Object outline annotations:
---*---

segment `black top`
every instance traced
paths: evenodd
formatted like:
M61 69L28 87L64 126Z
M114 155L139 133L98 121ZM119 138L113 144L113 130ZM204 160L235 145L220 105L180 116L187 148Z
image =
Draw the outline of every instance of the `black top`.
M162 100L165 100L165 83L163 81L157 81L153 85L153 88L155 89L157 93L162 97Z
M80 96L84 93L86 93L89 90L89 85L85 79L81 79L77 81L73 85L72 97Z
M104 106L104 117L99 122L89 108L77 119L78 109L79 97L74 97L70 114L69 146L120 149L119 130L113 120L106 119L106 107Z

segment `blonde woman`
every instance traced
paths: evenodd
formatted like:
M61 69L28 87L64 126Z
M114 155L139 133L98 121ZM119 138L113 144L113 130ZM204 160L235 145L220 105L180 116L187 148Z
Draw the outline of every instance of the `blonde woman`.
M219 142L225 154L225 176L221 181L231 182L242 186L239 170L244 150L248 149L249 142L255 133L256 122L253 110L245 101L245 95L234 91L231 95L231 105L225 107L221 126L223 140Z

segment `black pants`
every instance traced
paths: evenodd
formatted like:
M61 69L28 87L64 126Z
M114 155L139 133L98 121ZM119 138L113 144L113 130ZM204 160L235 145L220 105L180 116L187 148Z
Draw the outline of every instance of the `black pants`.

---*---

• **CHALLENGE**
Can you print all of the lines above again, character for character, with nothing changed?

• **TASK RESPONSE**
segment `black top`
every instance traced
paths: evenodd
formatted like:
M61 69L28 87L64 126Z
M114 155L139 133L98 121ZM119 138L113 144L113 130ZM204 160L235 145L220 105L180 116L187 148Z
image =
Draw the outline of every instance of the `black top`.
M162 100L165 100L165 83L163 81L157 81L153 85L153 88L155 89L157 93L162 97Z
M80 96L84 93L86 93L89 90L89 85L85 79L81 79L77 81L73 85L72 97Z
M104 106L104 117L99 122L89 108L77 119L78 109L79 97L74 97L70 114L69 146L120 149L119 130L113 120L106 119L106 107Z

segment `blonde woman`
every instance traced
paths: evenodd
formatted like:
M61 69L28 87L64 126Z
M114 155L139 133L98 121ZM119 138L113 144L113 130ZM204 160L235 145L220 105L180 116L187 148Z
Draw the outline of every instance of the `blonde woman`.
M219 142L225 154L225 176L221 181L231 182L242 186L239 170L244 150L248 149L249 142L255 133L256 122L253 110L245 101L245 95L234 91L231 95L231 105L225 107L221 126L223 140Z

segment `black pants`
every instance traced
paths: evenodd
formatted like:
M61 69L28 87L64 126Z
M114 155L139 133L98 121ZM119 138L113 144L113 130ZM204 160L235 145L220 105L180 116L187 148Z
Draw the outline of every instance of the `black pants`.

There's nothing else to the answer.